**Entries shown**

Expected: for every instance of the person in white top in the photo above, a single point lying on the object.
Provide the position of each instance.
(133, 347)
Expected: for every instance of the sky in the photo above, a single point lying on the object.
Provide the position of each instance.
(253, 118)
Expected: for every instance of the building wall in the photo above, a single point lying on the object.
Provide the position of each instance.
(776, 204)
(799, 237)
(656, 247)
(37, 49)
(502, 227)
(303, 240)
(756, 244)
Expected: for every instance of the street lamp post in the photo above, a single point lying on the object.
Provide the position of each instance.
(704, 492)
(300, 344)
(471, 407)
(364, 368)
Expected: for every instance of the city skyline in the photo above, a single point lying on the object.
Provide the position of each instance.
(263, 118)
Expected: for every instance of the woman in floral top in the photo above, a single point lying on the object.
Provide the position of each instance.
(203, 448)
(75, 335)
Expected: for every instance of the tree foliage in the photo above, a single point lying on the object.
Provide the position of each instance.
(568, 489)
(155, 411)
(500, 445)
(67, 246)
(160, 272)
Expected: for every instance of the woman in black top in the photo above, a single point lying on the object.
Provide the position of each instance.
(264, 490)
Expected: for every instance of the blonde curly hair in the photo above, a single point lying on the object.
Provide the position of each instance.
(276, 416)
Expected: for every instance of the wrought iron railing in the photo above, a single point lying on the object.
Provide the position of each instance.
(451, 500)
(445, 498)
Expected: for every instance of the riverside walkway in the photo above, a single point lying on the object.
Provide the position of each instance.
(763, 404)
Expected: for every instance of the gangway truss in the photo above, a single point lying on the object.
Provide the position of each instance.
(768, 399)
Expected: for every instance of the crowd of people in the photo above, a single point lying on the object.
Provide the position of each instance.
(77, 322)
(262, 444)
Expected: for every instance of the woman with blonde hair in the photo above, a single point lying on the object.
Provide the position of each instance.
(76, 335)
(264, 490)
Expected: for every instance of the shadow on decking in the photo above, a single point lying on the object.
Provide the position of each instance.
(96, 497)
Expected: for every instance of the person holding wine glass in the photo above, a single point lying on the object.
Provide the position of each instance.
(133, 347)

**To do**
Copy out the items from the line holding "Expected: for every instance of the riverside" through the end of the items, inclusive, switching "wine glass" to "coffee cup" and leaving all else unchanged.

**Expected output**
Expected: for every instance of the riverside walkway in the photo above, a single point lying on the object.
Provide the position of each instance.
(763, 404)
Expected: for every instance of the gangway truss in the photo above, a single point lying on the object.
Provide the position of each instance.
(768, 399)
Expected: for every instance of the crowd of people in the photo above, a single point lying on the object.
Provide the position of each instance.
(77, 322)
(262, 444)
Expected: for every instance of the woman with blonde hair in the photo above, a single point lying on the object.
Provide the position of each instance.
(76, 335)
(264, 490)
Expected: for every instance of the shadow on decking in the photo above, a single point lying on the object.
Provide the position of each instance.
(96, 497)
Expected: for every instance of the person holding coffee cup in the photo above, a single point lying on the object.
Provide the position of each instance.
(133, 347)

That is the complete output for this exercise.